● TEXTE À LIRE
--*--
Malgré les promesses, le blocus continue · L’offensive israélienne sur Gaza de l’été 2014 restera gravée dans les mémoires comme ayant été la plus destructrice et la plus meurtrière des opérations militaires subies jusque là par les habitants de l’étroite enclave palestinienne. Le plan de reconstruction onusien négocié avec Israël se heurte à la réalité du blocus, qui subordonne toute action à la volonté de la puissance occupante. Et pendant que le monde suit le déploiement de la stratégie diplomatique adoptée par l’Autorité palestinienne, la population de Gaza campe dans les ruines et s’apprête à subir les rigueurs de l’hiver.

L'image montre une scène à l'intérieur d'un bâtiment endommagé. On aperçoit une femme vêtue d'un vêtement traditionnel, se tenant près d'une fenêtre qui donne sur des ruines. De l'autre côté, on voit des décombres de bâtiments effondrés, laissant entrevoir la désolation d'un environnement détruit. La lumière du soleil filtre à travers les rideaux, ajoutant une ambiance à la fois triste et poignante à la scène.
Dans le quartier de Chajaya, à l’est de la ville de Gaza.
© Anne Paq/Activestills, 4 septembre 2014.
--*--
Entrées de données enregistrées:
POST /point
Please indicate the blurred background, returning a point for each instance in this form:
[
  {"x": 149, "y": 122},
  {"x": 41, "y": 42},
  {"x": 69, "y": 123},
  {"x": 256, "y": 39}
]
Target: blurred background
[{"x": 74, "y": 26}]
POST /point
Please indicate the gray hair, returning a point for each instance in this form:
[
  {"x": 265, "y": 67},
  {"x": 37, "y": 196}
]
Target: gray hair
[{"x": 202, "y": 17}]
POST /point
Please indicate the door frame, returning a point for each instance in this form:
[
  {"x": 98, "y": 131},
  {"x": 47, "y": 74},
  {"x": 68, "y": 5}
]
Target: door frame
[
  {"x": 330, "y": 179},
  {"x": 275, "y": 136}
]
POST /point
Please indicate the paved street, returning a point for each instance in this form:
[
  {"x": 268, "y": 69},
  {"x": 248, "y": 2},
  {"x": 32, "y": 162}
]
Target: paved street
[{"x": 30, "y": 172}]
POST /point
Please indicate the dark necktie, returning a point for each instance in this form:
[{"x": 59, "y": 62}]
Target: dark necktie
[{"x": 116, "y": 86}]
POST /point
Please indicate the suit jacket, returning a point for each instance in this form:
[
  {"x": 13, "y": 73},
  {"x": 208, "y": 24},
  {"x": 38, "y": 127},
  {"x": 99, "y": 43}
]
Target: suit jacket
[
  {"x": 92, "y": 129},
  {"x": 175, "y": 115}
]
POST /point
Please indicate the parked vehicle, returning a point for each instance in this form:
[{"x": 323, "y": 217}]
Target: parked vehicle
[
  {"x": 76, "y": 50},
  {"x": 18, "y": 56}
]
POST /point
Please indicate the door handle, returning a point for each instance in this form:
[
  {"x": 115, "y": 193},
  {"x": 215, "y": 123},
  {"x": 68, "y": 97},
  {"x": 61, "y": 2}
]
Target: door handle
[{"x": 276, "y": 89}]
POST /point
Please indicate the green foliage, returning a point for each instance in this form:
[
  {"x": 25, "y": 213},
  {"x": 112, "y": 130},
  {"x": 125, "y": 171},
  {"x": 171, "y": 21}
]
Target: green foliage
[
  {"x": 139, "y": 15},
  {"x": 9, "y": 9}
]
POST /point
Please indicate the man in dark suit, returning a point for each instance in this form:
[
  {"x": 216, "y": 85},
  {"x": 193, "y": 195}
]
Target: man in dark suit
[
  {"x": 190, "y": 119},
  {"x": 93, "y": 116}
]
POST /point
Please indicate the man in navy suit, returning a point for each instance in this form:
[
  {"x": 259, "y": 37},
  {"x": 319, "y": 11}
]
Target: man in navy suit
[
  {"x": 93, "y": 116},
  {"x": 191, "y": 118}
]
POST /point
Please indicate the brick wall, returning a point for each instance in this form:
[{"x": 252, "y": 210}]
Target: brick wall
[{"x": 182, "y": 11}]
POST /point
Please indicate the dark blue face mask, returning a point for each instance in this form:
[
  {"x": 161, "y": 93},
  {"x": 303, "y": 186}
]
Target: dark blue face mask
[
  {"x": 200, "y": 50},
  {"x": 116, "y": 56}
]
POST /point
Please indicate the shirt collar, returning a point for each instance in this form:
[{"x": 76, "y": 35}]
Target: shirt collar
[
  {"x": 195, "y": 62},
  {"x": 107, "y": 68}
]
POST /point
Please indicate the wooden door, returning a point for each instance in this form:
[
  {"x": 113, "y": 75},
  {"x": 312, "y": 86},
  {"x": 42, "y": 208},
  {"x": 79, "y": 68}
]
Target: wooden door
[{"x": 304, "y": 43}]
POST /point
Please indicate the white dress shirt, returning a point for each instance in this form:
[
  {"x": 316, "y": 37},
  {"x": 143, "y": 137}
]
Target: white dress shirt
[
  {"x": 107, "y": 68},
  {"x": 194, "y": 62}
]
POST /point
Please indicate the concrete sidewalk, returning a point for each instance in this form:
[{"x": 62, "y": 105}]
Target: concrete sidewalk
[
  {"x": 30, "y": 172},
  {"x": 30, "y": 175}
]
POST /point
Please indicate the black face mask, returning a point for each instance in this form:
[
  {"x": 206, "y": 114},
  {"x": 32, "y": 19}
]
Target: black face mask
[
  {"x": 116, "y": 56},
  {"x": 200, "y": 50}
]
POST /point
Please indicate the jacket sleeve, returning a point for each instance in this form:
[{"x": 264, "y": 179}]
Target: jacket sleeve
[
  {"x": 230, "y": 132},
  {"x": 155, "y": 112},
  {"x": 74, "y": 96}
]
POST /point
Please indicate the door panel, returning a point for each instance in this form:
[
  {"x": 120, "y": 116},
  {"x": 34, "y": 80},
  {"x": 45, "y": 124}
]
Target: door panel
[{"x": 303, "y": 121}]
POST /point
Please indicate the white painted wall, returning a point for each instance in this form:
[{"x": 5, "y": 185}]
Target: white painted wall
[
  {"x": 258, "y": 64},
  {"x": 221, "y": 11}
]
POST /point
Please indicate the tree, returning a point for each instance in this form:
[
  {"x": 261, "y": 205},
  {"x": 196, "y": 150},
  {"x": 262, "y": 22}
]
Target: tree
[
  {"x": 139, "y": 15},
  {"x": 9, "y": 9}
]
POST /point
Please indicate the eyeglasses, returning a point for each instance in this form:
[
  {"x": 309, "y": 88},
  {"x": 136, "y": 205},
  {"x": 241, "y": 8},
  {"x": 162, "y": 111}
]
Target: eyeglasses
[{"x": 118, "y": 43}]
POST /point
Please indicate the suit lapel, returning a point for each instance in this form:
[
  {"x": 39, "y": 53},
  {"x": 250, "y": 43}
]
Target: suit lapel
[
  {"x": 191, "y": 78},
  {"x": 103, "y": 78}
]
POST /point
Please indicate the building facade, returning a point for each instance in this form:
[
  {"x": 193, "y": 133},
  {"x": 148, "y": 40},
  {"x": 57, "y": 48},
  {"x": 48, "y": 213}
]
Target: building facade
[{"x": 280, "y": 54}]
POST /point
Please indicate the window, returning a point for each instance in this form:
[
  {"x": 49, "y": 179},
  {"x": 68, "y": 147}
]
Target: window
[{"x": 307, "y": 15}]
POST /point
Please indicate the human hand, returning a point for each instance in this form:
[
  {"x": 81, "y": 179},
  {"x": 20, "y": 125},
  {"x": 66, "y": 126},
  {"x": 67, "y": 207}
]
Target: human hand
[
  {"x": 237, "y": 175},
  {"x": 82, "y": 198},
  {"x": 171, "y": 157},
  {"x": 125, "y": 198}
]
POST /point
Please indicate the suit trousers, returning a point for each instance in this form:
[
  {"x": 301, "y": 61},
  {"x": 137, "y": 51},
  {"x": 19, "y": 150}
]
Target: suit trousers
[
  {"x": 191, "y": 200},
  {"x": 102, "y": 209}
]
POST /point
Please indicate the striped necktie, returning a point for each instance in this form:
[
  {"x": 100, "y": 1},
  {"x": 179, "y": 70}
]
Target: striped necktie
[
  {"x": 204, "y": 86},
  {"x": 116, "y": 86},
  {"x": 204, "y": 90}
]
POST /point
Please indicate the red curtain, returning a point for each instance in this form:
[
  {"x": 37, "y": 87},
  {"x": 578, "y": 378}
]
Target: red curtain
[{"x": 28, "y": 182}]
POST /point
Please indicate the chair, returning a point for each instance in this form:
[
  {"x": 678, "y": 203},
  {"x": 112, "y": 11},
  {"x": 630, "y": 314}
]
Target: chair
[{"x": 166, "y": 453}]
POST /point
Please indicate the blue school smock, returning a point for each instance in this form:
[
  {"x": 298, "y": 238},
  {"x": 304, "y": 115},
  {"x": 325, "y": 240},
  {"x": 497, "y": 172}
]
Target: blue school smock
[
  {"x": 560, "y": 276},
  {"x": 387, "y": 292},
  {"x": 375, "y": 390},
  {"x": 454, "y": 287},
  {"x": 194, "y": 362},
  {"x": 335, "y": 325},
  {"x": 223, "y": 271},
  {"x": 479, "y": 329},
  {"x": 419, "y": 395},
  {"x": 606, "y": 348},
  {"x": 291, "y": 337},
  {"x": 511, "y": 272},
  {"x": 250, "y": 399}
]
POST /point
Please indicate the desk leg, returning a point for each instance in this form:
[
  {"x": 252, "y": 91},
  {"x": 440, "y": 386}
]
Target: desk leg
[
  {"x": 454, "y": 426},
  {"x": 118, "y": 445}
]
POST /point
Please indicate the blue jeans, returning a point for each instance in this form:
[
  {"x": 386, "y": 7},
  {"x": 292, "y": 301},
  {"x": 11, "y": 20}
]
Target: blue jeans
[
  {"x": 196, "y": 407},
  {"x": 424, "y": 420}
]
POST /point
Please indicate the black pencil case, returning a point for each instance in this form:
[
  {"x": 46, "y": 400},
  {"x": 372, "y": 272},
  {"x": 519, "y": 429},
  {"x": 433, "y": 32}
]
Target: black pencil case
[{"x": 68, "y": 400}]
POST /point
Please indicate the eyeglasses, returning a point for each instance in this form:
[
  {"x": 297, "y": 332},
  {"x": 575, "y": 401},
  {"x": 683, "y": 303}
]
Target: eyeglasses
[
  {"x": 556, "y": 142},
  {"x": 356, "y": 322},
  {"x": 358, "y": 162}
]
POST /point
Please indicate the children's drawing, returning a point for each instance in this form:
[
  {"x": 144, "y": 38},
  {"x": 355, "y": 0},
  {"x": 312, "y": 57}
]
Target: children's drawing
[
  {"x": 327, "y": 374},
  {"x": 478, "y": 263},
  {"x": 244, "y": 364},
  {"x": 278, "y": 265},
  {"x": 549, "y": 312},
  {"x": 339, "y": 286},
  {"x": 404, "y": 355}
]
--*--
● TRAVAUX À RÉALISER
[A] Indiquez si chaque affirmation concorde avec le texte sur le blocus de Gaza, en répondant par oui ou non et en citant à l'identique les mots qui tranchent : (i) l'offensive israélienne sur Gaza s'est déroulée à l'été 2014 ; (ii) le plan de reconstruction onusien a été négocié avec l'Autorité palestinienne ; (iii) la population de Gaza se prépare à affronter l'hiver.
[B] D'après le texte sur le blocus de Gaza, dans quel quartier la scène décrite se situe-t-elle ?
[C] Poursuivez le texte sur le blocus de Gaza après sa dernière phrase.

● RÉPONSES AUX TÂCHES
[A]
(i) Oui : « L’offensive israélienne sur Gaza de l’été 2014 ».
(ii) Non : « Le plan de reconstruction onusien négocié avec Israël ».
(iii) Oui : « la population de Gaza campe dans les ruines et s’apprête à subir les rigueurs de l’hiver ».

[B] Dans le quartier de Chajaya, à l’est de la ville de Gaza.

[C]
Photos Anne Paq/ActiveStills

« Rien ne pouvait me préparer à ce que j’ai vu aujourd’hui. C’est indescriptible. » C’est en ces termes que le secrétaire général de l’ONU Ban Ki-moon exprimait sa réaction devant l’ampleur de la dévastation de Gaza, lors de sa visite le 14 octobre 2014. Il était venu assurer aux Gazaouis le soutien quelque peu tardif de la « communauté internationale » et annoncer que la Conférence internationale des donateurs réunie les 4 et 5 octobre au Caire promettait 5,4 milliards de dollars d’aide à la reconstruction de leur territoire ravagé.

Ainsi se poursuit depuis des années le cycle des destructions massives et des reconstructions partielles sur l’étroite bande de terre d’environ 360 km², où survivent dans des conditions de plus en plus difficiles 1,7 million de personnes sous le blocus imposé par Israël — et auquel l’Égypte contribue de fait. Un blocus largement renforcé à partir de la prise de contrôle de Gaza par le Hamas en 2007.

Depuis la seconde Intifada en 20011 en effet, outre des dégâts matériels successifs importants, des milliers de Gazaouis — principalement des civils — sont morts ou ont été blessés du fait des opérations militaires israéliennes successives : « Bouclier défensif » en mars et avril 2002, « Pluies d’été » en juin 2006, « Plomb durci » (décembre 2008-janvier 2009) qui avait fait plus de 1400 victimes2 ou « Pilier de défense » (novembre 2012). Mais aussi, mois après mois, dans d’innombrables frappes aériennes, raids, incursions terrestres ou encore « dégâts collatéraux » d’assassinats ciblés.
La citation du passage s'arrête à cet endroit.